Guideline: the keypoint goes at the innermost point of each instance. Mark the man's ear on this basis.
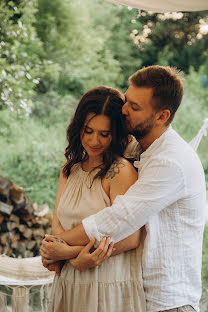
(163, 116)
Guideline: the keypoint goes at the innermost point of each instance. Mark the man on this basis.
(168, 197)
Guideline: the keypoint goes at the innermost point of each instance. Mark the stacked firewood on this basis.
(23, 225)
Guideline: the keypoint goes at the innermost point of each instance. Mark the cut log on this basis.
(5, 239)
(31, 244)
(14, 218)
(12, 225)
(17, 194)
(1, 218)
(42, 210)
(28, 233)
(5, 209)
(5, 185)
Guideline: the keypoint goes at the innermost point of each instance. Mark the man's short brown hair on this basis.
(166, 83)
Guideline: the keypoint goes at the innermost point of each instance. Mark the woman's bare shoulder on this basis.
(121, 169)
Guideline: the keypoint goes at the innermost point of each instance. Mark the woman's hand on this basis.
(86, 260)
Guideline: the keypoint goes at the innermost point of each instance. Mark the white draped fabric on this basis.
(160, 6)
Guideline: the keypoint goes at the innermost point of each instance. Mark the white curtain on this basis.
(160, 6)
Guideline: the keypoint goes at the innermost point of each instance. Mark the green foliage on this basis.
(33, 155)
(171, 39)
(19, 55)
(71, 40)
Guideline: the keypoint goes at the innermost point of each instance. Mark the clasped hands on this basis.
(55, 252)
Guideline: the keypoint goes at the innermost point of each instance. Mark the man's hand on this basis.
(53, 250)
(86, 260)
(56, 266)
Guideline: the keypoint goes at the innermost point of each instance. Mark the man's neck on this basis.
(151, 137)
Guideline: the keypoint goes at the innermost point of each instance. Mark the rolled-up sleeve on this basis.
(161, 182)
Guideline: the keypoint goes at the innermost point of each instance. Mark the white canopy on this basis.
(159, 6)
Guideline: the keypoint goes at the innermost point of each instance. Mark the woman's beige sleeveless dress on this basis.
(115, 285)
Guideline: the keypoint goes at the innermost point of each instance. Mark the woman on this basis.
(94, 174)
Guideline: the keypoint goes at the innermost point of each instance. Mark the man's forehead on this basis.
(137, 94)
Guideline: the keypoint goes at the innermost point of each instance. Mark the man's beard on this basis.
(142, 129)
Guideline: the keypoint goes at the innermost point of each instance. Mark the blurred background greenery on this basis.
(51, 52)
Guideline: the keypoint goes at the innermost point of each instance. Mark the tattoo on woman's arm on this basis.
(115, 169)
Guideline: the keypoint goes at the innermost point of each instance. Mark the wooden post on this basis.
(20, 299)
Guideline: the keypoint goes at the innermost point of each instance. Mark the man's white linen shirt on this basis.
(169, 199)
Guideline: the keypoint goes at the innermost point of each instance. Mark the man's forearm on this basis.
(75, 237)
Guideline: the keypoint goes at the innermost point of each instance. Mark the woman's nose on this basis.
(125, 109)
(95, 139)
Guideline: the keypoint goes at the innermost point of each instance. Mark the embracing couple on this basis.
(128, 221)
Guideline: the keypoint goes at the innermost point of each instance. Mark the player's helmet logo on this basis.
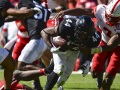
(84, 28)
(112, 12)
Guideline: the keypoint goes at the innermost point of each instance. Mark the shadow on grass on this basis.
(88, 89)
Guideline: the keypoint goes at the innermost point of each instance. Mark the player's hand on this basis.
(54, 49)
(37, 10)
(58, 15)
(85, 49)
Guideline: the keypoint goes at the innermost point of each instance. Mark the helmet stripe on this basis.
(115, 6)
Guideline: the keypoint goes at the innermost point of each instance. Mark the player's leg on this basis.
(33, 72)
(112, 69)
(46, 57)
(71, 59)
(59, 67)
(9, 65)
(85, 63)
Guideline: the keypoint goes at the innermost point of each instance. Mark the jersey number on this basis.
(108, 32)
(40, 16)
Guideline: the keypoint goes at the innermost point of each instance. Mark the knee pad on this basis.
(59, 70)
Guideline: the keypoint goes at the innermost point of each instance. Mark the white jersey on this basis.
(11, 29)
(52, 4)
(107, 31)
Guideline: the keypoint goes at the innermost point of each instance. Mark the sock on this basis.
(51, 81)
(42, 71)
(37, 84)
(50, 68)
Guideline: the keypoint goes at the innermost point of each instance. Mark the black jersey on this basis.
(66, 30)
(37, 22)
(4, 4)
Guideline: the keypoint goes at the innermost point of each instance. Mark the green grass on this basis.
(76, 82)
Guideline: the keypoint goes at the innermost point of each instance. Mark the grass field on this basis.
(76, 82)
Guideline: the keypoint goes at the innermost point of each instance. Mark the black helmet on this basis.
(84, 27)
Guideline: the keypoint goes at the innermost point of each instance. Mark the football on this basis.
(58, 41)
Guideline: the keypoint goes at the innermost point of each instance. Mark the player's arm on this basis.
(75, 12)
(112, 43)
(62, 3)
(47, 33)
(24, 13)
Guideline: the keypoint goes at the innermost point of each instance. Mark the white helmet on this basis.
(112, 12)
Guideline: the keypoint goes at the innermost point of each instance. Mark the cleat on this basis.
(85, 68)
(60, 88)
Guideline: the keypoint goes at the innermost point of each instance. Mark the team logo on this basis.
(118, 26)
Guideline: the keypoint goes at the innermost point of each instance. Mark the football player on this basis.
(108, 17)
(7, 9)
(76, 32)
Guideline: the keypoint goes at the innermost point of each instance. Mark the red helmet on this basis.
(112, 12)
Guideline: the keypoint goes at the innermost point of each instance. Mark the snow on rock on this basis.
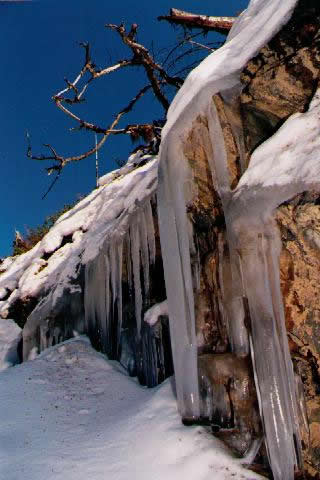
(79, 234)
(10, 336)
(92, 421)
(152, 315)
(218, 72)
(285, 165)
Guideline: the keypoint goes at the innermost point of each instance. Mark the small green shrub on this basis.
(23, 244)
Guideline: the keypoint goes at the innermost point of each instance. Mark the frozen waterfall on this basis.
(282, 167)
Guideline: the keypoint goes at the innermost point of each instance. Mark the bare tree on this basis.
(159, 79)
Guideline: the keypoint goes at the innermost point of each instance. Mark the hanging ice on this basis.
(103, 283)
(280, 168)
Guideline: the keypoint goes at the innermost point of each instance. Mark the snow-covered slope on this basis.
(72, 415)
(100, 217)
(10, 336)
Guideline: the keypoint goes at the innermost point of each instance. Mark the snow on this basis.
(10, 335)
(285, 165)
(152, 315)
(71, 414)
(103, 215)
(219, 72)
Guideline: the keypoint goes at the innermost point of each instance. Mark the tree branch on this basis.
(191, 20)
(144, 58)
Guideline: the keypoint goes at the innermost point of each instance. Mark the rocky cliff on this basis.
(239, 217)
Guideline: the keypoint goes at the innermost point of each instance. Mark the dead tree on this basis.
(158, 81)
(193, 20)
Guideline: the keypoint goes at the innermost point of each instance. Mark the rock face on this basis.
(280, 81)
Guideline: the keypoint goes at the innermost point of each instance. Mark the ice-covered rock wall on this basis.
(205, 122)
(97, 271)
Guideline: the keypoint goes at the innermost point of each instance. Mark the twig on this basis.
(191, 20)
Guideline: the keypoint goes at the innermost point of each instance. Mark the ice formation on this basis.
(285, 165)
(10, 336)
(103, 278)
(112, 222)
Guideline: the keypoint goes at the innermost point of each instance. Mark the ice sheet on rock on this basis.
(220, 73)
(152, 315)
(10, 336)
(101, 215)
(103, 284)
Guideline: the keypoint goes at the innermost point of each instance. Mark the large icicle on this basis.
(253, 239)
(103, 277)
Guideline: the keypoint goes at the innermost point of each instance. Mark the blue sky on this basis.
(39, 48)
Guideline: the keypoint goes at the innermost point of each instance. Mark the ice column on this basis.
(175, 246)
(103, 278)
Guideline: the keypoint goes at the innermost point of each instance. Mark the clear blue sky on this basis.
(38, 50)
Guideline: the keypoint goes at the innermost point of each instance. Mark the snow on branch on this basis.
(191, 20)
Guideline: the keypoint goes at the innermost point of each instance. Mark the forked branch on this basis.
(192, 20)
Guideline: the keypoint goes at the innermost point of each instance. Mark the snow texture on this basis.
(152, 315)
(285, 165)
(10, 336)
(77, 237)
(92, 421)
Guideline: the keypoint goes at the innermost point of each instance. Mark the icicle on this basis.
(108, 296)
(143, 233)
(128, 259)
(150, 231)
(177, 268)
(119, 289)
(100, 295)
(135, 256)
· · ·
* [GIVEN INSTRUCTION]:
From the line that contains "the blue sky on this basis." down to the last line of the listing above, repeat each line exactly, and include nothing else.

* [FINISHED EXERCISE]:
Guideline: the keypoint goes at the innermost point of each instance. Mark the blue sky on this basis.
(39, 48)
Guideline: the keypoint goes at the innermost point of each instance. Mark the ice column on this basis.
(175, 246)
(103, 278)
Guideline: the keypoint goes at the innermost point of each instance. Mark the clear blue sky on this basis.
(38, 50)
Guideline: the keypoint goes at the innermost point of each instance. Mark the snow on branch on this basis.
(191, 20)
Guideline: the keypoint goes at the innermost point of each instance. Mark the forked branch on this basis.
(192, 20)
Guideline: the keypoint goes at the innermost point of each instance. Mark the snow texture on this basis.
(152, 315)
(285, 165)
(10, 336)
(77, 237)
(92, 421)
Guideline: the keypoint goes at the innermost point of each instance. Mark the icicle on this basis.
(108, 296)
(143, 233)
(128, 259)
(150, 231)
(177, 268)
(119, 289)
(100, 295)
(135, 256)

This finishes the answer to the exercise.